Saved entries
start

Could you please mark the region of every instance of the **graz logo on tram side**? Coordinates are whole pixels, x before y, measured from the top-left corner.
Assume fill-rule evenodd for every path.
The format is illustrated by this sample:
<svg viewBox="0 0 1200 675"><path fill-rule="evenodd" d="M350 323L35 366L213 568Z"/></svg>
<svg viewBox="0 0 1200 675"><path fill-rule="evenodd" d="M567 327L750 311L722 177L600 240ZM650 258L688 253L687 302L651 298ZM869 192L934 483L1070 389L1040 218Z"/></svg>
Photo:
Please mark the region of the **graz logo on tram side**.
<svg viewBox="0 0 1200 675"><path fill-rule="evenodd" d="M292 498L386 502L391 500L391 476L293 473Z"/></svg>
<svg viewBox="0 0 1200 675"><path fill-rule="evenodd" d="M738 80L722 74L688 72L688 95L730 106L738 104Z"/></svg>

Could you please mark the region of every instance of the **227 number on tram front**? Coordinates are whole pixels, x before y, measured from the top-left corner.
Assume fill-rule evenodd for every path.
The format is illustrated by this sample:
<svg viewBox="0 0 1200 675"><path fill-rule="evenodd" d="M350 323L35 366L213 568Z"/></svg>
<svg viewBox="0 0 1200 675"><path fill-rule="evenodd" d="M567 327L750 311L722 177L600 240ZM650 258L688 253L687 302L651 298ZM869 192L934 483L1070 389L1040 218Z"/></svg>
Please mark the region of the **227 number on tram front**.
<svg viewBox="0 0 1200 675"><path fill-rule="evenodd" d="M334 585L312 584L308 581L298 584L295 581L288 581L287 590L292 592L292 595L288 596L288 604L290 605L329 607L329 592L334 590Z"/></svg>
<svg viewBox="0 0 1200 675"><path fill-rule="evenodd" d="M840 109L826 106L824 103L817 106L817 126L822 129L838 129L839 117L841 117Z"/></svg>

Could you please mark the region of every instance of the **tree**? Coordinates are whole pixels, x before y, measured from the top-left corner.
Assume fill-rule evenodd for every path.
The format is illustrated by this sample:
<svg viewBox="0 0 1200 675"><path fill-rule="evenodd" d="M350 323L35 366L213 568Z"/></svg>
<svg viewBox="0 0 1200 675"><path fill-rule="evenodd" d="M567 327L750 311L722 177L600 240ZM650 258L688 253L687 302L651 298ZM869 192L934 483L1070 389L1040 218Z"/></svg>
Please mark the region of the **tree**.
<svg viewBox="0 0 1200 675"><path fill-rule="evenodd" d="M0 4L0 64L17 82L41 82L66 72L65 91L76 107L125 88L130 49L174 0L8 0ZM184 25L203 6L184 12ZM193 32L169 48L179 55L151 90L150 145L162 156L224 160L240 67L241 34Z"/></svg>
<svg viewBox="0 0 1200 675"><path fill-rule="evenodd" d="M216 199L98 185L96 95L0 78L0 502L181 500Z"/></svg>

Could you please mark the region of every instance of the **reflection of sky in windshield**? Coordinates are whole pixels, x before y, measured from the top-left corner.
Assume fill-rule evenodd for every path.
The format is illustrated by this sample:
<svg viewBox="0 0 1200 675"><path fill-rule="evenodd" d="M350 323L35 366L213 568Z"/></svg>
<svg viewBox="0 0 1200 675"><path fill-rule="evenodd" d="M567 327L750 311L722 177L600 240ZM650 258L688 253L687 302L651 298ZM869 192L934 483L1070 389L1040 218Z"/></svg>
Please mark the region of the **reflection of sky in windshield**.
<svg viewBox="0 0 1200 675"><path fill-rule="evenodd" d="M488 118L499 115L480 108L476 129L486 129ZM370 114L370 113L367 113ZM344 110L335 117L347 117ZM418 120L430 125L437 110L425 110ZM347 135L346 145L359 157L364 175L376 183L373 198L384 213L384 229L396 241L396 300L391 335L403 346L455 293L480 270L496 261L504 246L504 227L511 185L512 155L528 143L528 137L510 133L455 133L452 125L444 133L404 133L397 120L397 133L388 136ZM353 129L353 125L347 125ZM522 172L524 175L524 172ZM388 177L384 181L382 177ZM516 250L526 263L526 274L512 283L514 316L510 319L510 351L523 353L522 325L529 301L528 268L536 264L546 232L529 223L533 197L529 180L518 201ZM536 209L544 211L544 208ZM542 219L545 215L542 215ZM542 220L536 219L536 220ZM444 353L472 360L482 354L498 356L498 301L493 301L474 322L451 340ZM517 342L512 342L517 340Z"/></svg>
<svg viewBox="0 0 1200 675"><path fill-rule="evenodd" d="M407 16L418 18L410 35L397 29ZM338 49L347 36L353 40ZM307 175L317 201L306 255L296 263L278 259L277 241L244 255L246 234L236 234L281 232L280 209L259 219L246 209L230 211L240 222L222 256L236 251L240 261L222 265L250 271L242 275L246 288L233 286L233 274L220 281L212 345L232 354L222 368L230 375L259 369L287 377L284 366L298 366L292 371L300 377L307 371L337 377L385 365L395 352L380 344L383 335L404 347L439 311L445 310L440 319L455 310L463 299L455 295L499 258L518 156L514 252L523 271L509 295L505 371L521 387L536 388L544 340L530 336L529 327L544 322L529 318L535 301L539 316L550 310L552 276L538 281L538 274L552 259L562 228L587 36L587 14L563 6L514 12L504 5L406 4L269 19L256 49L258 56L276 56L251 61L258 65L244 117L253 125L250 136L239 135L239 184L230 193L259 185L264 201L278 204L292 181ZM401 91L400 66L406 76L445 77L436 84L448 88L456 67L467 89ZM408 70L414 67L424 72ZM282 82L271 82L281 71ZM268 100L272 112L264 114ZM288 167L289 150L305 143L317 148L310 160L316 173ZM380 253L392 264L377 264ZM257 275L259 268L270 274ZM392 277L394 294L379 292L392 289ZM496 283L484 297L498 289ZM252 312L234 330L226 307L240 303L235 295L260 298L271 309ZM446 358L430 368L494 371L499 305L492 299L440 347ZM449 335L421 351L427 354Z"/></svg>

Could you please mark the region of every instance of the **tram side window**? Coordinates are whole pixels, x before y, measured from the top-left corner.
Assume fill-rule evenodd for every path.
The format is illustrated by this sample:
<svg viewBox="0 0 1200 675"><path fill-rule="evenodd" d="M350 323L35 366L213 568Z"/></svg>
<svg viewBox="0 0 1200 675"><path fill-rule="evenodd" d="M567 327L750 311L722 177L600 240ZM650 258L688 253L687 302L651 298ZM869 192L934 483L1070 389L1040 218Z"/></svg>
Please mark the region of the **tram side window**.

end

→ Short exercise
Give everything from the start of the data down to the line containing "109L826 106L824 103L817" as a two-column CSV with the columns text and answer. Each row holds one block of wording with the answer that follows it, each in a single quoted field with line breaks turned into spaces.

→ Completed exercise
text,answer
"Could you please mark the region of every instance of the **graz logo on tram side**? Coordinates are whole pixels, x before y, measured from the top-left corner. Assume fill-rule evenodd for every path. The format is illustrated by this sample: <svg viewBox=""0 0 1200 675""><path fill-rule=""evenodd"" d=""M350 323L35 366L213 568Z""/></svg> <svg viewBox=""0 0 1200 675""><path fill-rule=""evenodd"" d=""M567 327L750 311L722 177L600 240ZM650 258L688 253L687 302L651 298ZM869 192L934 483L1070 389L1040 218Z""/></svg> Photo: Please mark the region of the **graz logo on tram side**.","<svg viewBox=""0 0 1200 675""><path fill-rule=""evenodd"" d=""M292 498L386 502L391 500L391 476L293 473Z""/></svg> <svg viewBox=""0 0 1200 675""><path fill-rule=""evenodd"" d=""M738 80L722 74L688 72L688 95L730 106L738 104Z""/></svg>"
"Could you please mark the region of every instance of the **227 number on tram front**? Coordinates are whole pixels, x before y, measured from the top-left corner. Assume fill-rule evenodd for every path. The format is illustrated by this sample: <svg viewBox=""0 0 1200 675""><path fill-rule=""evenodd"" d=""M350 323L35 366L213 568Z""/></svg> <svg viewBox=""0 0 1200 675""><path fill-rule=""evenodd"" d=""M567 327L750 311L722 177L600 240ZM650 258L688 253L687 302L651 298ZM869 192L934 483L1070 389L1040 218Z""/></svg> Please mark the region of the **227 number on tram front**.","<svg viewBox=""0 0 1200 675""><path fill-rule=""evenodd"" d=""M334 585L312 584L308 581L298 584L295 581L288 581L287 590L292 592L292 595L288 596L288 604L290 605L329 607L329 592L334 590Z""/></svg> <svg viewBox=""0 0 1200 675""><path fill-rule=""evenodd"" d=""M840 109L826 106L824 103L817 106L817 126L822 129L838 129L839 117L841 117Z""/></svg>"